- [Ce qui est demandé]:
1. Extrayez du texte sur le plan local d'urbanisme de Rousset le passage qui commence par « Elle soutient que » et se poursuit jusqu'à « d'erreur manifeste d'appréciation. ».
2. Poursuivez le texte sur le plan local d'urbanisme de Rousset à partir de sa dernière phrase.

- [Extrait du texte]:

Procédure devant la Cour :
Par une requête, enregistrée le 17 mai 2017, Mme B..., représentée par Me A..., demande à la Cour :
1°) d'annuler le jugement du tribunal administratif de Marseille n° 1509509 du 16 mars 2017 ;
2°) d'annuler la délibération n° 98/2015 du conseil municipal de Rousset du 23 juillet 2015 portant approbation du plan local d'urbanisme et la décision explicite de rejet de son recours gracieux du 30 septembre 2015 ;
3°) de mettre à la charge de la commune de Rousset la somme de 2 000 euros au titre des dispositions de l'article L. 761-1 du code de justice administrative.
Elle soutient que :
- la délibération du 23 juillet 2015 était irrégulière dès lors que les dispositions de l'article L. 2131-11 du code général des collectivités territoriales ont été méconnues ;
- le classement des lieux-dits " Soutadou ", " Estageou " et Mévouillon en zone Nh du plan local d'urbanisme est entaché d'erreur de droit et d'erreur manifeste d'appréciation ;
- le classement des parcelles cadastrées AP 350 et 355 en zone A est entaché d'erreur manifeste d'appréciation.
Par un mémoire en défense, enregistré le 24 octobre 2017, la commune de Rousset, représentée par Me D..., demande à la Cour :
1°) de confirmer le jugement du tribunal administratif de Marseille n° 1509509 du 16 mars 2017 ;
2°) de mettre à la charge de Mme B... la somme de 3 000 euros sur le fondement des dispositions de l'article L. 761-1 du code de justice administrative.

- [Données enregistrées]:

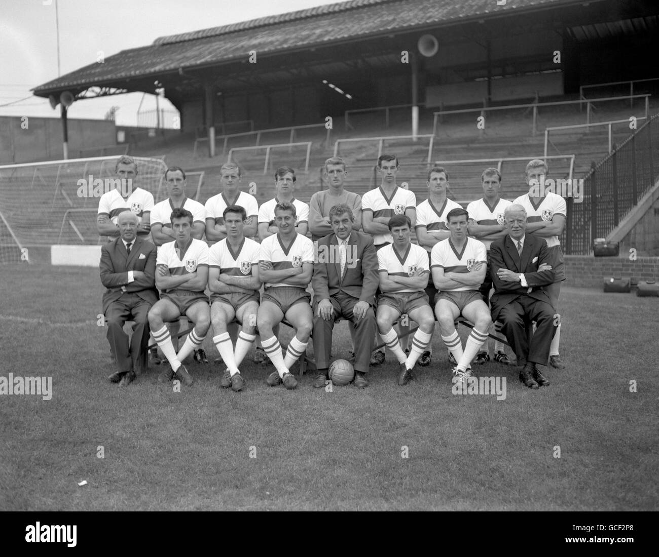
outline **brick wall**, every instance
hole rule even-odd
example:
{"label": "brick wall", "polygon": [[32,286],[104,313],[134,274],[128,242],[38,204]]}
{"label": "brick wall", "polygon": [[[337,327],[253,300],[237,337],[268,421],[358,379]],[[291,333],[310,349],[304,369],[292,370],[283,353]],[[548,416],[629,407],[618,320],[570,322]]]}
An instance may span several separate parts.
{"label": "brick wall", "polygon": [[659,257],[595,257],[565,255],[566,286],[601,287],[604,277],[629,277],[639,280],[659,280]]}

- [Réponses fournies]:
1.
Elle soutient que :
- la délibération du 23 juillet 2015 était irrégulière dès lors que les dispositions de l'article L. 2131-11 du code général des collectivités territoriales ont été méconnues ;
- le classement des lieux-dits " Soutadou ", " Estageou " et Mévouillon en zone Nh du plan local d'urbanisme est entaché d'erreur de droit et d'erreur manifeste d'appréciation ;
- le classement des parcelles cadastrées AP 350 et 355 en zone A est entaché d'erreur manifeste d'appréciation.

2.
Elle soutient que :
- les dispositions de l'article L. 2131-11 du code général des collectivités territoriales n'ont pas été méconnues ;
- le maire d'une commune est compétent pour se prononcer sur une demande d'abrogation d'un plan local d'urbanisme ainsi que l'a dit pour droit le Conseil d'État dans un avis du 2 octobre 2013 (n° 367023) et, par voie de conséquence, pour une demande d'annulation d'un plan local d'urbanisme ;
- le classement en zone A des parcelles cadastrées AP 350 et 355 n'est pas affecté d'une erreur manifeste d'appréciation.
Les parties ont été informées, en application des dispositions de l'article R. 611-7 du code de justice administrative, de ce que l'arrêt était susceptible d'être fondé sur un moyen relevé d'office, tiré de ce que les conclusions de la requête d'appel, enregistrées le 17 mai 2017, tendant à l'annulation intégrale de la délibération n° 98/2015 du conseil municipal de Rousset du 23 juillet 2015 portant approbation du plan local d'urbanisme sont partiellement irrecevables dès lors que les conclusions en excès de pouvoir de la requête de première instance, enregistrée le 25 novembre 2015, ne portaient que sur l'annulation de cette délibération en tant qu'elle classait en zone agricole A les parcelles cadastrées section AP n° 350 et 355.
Vu les autres pièces du dossier.
Vu :
- le code de l'urbanisme ;
- le code de la construction et de l'habitation ;
- le code général des collectivités territoriales ;
- le décret n° 2007-779 du 10 mai 2007 portant approbation de la directive territoriale d'aménagement des Bouches-du-Rhône ;
- le code de justice administrative.
Les parties ont été régulièrement averties du jour de l'audience.
Ont été entendus au cours de l'audience publique :
- le rapport de M. Silvy, premier conseiller,
- les conclusions de Mme Giocanti, rapporteur publique,
- et les observations de Me D..., représentant la commune de Rousset.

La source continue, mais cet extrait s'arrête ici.